• [WHAT THIS TASK INVOLVES] Scale everything from the line containing "Short-answer question: What bounding box encloses the grassy" down to the line containing "69, 203, 83]]", both included. Write out every line in that span, including the requests, and multiply each coordinate in the answers by 0.7, rounding to whole numbers with halves rounded up. Leave the requests and their sample coordinates unchanged, and return only these lines.

• [DATA TO USE]
⁂

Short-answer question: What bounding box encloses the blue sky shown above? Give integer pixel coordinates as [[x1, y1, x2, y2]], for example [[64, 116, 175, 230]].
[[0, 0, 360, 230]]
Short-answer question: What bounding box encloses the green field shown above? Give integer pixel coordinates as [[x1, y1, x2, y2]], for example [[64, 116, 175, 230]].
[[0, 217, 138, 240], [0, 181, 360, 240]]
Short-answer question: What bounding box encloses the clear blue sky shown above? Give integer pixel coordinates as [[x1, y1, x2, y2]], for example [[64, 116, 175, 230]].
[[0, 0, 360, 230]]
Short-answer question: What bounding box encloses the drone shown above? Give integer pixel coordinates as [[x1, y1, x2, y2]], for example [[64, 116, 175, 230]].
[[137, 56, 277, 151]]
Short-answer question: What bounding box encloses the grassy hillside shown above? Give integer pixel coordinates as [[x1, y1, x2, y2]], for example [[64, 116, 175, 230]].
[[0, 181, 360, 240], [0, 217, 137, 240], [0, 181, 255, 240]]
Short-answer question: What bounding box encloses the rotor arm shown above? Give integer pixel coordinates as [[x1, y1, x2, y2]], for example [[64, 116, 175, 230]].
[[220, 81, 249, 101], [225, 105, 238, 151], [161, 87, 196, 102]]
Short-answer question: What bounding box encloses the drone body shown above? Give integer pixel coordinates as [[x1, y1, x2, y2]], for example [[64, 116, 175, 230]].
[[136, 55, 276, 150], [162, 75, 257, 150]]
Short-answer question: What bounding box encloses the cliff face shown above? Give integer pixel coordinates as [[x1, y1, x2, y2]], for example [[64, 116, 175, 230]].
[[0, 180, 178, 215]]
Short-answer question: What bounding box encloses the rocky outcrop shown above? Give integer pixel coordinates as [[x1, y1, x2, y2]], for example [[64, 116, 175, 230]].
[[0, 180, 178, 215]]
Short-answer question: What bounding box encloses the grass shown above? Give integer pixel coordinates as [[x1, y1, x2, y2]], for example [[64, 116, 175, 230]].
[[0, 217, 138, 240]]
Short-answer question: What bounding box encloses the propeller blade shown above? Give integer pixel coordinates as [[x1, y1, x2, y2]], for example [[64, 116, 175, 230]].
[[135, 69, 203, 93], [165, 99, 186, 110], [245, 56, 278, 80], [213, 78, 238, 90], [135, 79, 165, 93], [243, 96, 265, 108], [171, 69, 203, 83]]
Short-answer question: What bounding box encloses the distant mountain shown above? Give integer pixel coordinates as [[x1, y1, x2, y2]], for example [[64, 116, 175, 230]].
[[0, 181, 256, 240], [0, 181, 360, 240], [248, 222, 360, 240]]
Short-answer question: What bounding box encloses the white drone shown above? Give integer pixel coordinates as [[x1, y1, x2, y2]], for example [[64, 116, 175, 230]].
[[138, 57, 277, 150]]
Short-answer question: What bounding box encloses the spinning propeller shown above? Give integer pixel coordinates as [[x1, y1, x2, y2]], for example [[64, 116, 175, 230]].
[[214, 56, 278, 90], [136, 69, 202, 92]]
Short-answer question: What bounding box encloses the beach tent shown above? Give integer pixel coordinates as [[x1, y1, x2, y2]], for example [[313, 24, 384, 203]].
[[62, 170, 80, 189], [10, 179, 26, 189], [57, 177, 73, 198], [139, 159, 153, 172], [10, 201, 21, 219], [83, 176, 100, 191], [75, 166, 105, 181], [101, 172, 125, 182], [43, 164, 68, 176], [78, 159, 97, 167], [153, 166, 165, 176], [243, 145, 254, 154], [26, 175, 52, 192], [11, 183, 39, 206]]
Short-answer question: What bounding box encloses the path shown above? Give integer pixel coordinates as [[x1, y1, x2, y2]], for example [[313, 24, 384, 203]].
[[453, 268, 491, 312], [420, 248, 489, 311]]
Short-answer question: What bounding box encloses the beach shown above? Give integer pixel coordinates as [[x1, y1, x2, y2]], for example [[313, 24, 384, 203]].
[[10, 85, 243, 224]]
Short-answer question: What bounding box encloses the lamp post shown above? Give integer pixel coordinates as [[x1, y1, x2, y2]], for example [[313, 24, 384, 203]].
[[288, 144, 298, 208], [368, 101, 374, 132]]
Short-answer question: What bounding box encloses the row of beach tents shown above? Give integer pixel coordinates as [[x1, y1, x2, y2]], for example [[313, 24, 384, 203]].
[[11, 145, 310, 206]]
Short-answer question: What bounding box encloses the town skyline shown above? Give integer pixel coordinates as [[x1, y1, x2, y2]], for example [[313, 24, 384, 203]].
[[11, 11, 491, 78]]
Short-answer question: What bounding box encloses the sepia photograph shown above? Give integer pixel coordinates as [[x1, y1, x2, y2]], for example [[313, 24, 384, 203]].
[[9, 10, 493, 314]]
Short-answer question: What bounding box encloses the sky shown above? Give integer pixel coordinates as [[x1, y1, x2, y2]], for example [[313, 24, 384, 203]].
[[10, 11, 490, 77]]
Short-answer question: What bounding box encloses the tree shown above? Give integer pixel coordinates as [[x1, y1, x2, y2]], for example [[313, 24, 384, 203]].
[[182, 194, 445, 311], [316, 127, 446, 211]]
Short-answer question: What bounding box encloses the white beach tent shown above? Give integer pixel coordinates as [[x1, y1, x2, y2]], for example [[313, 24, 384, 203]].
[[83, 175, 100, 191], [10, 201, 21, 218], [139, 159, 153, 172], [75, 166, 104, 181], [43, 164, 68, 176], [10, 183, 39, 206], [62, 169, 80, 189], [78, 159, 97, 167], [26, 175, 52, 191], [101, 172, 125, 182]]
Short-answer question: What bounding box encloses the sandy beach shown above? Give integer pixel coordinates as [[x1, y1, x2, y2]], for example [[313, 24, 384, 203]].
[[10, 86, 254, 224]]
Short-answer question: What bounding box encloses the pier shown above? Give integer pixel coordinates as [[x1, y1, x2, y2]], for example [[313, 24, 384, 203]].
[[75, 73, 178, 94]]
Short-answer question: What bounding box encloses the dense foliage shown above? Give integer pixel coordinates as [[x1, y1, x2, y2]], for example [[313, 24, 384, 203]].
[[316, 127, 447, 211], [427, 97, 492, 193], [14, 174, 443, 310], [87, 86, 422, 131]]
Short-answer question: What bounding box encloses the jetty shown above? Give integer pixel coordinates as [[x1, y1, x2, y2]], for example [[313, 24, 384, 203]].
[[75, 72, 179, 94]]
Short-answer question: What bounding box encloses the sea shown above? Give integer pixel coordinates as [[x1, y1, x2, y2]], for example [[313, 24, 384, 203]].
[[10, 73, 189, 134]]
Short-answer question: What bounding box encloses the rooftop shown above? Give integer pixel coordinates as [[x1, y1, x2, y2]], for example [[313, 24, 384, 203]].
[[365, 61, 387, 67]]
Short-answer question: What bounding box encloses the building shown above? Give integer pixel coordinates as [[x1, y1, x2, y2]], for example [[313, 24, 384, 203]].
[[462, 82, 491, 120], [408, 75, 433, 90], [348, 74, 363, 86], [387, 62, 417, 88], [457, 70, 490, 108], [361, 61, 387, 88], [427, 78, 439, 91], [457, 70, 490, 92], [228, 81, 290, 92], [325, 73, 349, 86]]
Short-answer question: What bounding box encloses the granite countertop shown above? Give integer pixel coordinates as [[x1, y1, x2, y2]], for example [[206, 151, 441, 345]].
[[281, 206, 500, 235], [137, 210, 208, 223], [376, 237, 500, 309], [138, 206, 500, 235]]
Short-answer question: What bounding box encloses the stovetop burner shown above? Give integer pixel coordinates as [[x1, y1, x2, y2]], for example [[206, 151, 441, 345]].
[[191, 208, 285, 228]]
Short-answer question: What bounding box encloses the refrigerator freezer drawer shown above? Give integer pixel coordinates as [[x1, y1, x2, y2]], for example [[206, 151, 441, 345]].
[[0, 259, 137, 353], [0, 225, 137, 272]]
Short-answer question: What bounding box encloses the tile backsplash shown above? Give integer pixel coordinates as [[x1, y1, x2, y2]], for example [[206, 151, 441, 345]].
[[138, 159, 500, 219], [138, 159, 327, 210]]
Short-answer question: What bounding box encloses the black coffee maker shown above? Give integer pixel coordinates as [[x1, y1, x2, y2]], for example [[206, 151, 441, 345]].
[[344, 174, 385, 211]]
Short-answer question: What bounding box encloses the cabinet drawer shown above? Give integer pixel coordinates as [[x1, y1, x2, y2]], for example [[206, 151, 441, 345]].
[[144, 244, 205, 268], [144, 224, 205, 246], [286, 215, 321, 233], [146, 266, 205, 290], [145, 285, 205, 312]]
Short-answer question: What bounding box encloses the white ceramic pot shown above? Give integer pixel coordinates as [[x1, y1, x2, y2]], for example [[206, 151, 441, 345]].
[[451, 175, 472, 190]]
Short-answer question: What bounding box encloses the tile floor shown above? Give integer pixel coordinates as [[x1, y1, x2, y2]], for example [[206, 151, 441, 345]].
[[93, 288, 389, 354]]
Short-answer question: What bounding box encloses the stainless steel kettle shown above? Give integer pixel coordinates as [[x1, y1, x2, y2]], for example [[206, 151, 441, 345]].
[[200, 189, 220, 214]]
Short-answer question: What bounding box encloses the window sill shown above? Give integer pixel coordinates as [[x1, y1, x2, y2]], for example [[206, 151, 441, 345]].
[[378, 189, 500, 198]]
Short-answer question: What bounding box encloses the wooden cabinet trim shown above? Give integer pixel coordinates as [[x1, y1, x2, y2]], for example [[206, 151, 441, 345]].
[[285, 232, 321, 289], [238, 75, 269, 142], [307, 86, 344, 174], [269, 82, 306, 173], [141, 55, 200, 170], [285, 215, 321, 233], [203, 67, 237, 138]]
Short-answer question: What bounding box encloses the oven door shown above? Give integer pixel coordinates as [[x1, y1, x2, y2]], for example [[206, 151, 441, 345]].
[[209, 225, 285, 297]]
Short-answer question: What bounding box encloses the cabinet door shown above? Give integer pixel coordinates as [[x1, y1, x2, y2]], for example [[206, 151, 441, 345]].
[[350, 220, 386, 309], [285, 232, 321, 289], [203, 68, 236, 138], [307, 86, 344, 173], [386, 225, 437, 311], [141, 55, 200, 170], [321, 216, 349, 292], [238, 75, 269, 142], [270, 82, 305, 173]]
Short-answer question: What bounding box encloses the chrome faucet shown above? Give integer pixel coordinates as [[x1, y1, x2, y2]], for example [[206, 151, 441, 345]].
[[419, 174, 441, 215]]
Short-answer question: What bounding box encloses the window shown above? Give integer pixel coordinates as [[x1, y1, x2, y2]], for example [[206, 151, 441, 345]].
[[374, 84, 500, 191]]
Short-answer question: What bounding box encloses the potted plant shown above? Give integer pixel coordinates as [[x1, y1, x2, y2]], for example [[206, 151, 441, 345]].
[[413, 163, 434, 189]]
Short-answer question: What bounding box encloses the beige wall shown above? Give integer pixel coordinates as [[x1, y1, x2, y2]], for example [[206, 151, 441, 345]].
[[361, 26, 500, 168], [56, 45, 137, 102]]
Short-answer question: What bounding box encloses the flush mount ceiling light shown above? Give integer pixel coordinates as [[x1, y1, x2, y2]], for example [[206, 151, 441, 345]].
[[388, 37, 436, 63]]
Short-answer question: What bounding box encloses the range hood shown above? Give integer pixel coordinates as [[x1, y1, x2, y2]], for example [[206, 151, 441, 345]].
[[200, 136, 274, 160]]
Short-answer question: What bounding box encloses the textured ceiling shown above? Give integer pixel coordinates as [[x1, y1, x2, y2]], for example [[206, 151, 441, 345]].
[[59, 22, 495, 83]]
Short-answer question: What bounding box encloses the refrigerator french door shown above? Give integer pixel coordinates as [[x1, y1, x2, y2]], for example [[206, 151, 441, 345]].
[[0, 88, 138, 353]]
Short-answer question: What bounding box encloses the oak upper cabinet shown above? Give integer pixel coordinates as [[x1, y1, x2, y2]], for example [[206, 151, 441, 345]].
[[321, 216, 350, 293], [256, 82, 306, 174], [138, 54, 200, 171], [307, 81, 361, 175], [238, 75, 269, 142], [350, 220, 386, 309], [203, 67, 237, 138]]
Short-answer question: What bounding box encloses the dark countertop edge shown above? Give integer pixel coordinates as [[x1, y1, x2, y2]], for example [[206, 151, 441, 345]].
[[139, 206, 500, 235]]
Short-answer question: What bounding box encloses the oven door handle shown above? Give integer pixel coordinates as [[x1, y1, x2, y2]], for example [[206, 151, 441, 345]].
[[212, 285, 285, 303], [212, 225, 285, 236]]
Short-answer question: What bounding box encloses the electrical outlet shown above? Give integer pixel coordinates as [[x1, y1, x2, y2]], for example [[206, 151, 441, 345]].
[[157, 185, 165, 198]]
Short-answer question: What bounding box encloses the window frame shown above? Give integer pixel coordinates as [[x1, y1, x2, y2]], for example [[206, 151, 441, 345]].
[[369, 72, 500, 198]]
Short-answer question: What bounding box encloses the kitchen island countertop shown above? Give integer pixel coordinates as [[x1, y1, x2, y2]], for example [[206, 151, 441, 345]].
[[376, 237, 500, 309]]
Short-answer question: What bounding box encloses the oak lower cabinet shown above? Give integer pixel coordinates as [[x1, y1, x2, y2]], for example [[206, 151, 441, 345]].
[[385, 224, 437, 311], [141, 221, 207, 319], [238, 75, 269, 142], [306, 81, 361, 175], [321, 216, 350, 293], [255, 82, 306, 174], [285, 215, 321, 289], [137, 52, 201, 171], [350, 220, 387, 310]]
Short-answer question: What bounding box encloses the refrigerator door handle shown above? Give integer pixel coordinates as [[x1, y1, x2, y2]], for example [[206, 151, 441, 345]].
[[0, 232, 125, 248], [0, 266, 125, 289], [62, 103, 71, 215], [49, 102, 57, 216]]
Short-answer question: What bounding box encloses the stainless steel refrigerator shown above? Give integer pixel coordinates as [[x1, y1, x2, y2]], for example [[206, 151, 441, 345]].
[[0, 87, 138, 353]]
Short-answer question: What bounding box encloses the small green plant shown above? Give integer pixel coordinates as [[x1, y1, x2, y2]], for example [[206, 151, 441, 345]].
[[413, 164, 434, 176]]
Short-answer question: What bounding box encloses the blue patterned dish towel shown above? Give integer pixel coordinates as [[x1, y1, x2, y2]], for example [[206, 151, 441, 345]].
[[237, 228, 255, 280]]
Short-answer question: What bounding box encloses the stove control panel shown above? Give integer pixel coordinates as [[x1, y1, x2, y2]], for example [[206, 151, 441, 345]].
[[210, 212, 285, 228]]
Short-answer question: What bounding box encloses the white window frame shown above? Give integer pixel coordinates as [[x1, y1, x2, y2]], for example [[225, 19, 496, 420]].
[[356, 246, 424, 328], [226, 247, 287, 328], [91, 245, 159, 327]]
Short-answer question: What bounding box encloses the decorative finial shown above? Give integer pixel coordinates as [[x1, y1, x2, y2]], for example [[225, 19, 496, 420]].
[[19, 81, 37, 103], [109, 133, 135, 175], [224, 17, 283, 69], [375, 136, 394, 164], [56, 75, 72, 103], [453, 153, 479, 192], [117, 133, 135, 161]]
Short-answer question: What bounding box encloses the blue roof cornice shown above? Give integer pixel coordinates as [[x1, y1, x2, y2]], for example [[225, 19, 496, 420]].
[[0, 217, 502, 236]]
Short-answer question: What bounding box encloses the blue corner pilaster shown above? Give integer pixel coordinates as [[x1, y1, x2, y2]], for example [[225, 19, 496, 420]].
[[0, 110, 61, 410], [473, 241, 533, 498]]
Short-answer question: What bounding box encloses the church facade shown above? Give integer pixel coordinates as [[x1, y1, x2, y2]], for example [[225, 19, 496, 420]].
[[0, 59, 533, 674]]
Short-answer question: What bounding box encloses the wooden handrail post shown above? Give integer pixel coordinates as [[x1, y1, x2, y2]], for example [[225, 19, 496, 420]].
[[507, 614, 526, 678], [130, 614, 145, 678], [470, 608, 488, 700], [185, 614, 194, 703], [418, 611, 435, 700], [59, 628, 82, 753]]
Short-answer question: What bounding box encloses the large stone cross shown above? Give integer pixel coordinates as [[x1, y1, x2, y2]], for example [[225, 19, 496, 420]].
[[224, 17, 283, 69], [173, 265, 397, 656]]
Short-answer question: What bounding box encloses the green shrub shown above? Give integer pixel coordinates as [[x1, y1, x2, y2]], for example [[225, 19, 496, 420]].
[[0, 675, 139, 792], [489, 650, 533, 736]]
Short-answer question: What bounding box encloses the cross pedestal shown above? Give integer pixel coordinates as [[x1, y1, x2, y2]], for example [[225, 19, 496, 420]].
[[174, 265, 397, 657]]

⁂

• [FINAL ANSWER]
Short-answer question: What bounding box encloses the grassy hillside shown above? Give integer pixel coordinates as [[x1, y1, x2, y2]], for example [[64, 116, 175, 230]].
[[0, 127, 252, 168], [0, 152, 96, 168], [0, 127, 179, 168]]
Short-answer question: What bounding box encloses the rotor arm shown above? Give integer pixel coordinates as [[x1, y1, x2, y2]], for example [[64, 116, 175, 230]].
[[154, 57, 174, 71], [158, 74, 167, 106], [113, 61, 137, 71]]
Short-answer question: What bounding box encloses the drone body shown above? Give integer pixel coordinates as [[x1, y1, x2, y2]], for example [[64, 116, 175, 230]].
[[95, 39, 193, 105], [113, 53, 180, 105]]
Short-answer question: What bounding box encloses the cliff face shown above? Give integer pixel coordinates as [[x1, y1, x2, y2]], for example [[64, 116, 175, 230]].
[[0, 126, 125, 151]]
Short-answer question: What bounding box encloses the rocky outcrop shown above? Give integer pixel coordinates as [[x1, y1, x2, y2]], for example [[64, 116, 175, 230]].
[[0, 126, 125, 151]]
Short-answer question: What bounding box encloses the grass shown above? Give integer pixel coordinates as [[x1, y1, x2, y2]], for example [[64, 116, 175, 230]].
[[0, 152, 97, 168]]
Short-answer question: What bounding box encloses the propeller blade shown above? Give integer pixel coordinates as [[x1, y1, x2, y2]], for example [[64, 116, 175, 230]].
[[95, 48, 142, 65], [116, 69, 130, 77], [172, 39, 195, 56], [149, 55, 167, 63], [95, 55, 116, 65], [170, 67, 186, 76], [120, 48, 142, 58]]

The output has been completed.